### Excerpts of labeled region data
▼▼▼
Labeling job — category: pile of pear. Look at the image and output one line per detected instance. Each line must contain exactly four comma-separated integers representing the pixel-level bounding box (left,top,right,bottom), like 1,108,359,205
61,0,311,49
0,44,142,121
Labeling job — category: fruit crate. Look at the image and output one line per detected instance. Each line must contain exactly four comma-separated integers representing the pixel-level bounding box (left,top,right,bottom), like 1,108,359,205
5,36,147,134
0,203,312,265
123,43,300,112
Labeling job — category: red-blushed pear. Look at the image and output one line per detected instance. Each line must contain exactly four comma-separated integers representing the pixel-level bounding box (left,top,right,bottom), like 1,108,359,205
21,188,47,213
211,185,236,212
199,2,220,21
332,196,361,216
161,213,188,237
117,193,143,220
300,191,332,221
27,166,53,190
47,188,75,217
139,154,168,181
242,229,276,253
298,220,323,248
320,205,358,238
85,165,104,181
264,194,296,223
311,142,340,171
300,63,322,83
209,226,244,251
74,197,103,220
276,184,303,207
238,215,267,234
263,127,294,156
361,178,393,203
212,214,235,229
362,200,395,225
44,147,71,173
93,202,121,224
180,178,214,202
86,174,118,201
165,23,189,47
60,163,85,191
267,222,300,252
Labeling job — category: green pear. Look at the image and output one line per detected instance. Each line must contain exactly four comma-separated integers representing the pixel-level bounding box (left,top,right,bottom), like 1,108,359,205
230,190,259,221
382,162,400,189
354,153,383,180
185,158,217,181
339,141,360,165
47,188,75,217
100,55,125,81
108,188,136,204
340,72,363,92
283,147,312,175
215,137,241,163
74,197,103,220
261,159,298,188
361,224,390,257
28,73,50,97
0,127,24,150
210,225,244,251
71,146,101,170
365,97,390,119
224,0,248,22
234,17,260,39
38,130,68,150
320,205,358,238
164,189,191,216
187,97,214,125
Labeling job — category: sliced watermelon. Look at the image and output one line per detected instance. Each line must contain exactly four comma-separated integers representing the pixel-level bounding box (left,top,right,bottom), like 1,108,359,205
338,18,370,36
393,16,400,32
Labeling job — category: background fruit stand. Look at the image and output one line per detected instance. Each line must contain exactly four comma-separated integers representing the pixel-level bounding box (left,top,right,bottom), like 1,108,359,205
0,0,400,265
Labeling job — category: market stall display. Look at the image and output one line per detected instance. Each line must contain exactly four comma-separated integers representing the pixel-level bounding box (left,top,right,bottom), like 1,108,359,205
▲▲▲
### AIM
From the line containing "Labeling job — category: sliced" through the end of the records, switch every "detected instance" to "detected object" and leave everything else unchanged. Reproduce only those lines.

### RESULT BELOW
Labeling job — category: sliced watermelon. Look at the image and output one line per detected object. Each line must contain exactly four comma-separated integers representing the pixel-level bounding box (left,top,right,bottom), like 1,108,359,205
338,18,370,36
393,16,400,32
Labeling job — category: background fruit stand. Look at the image and output one line per detected object. Each line must contain exactly four comma-separated integers representing the pixel-level bounding box (left,top,right,bottom), like 1,108,359,205
0,0,400,265
Labeling job — category: market stall display. Look at the image and output one line per detected object. Each line must contain exactly four comma-separated integers representing the pixel-level bounding box (left,top,right,bottom), like 1,108,359,205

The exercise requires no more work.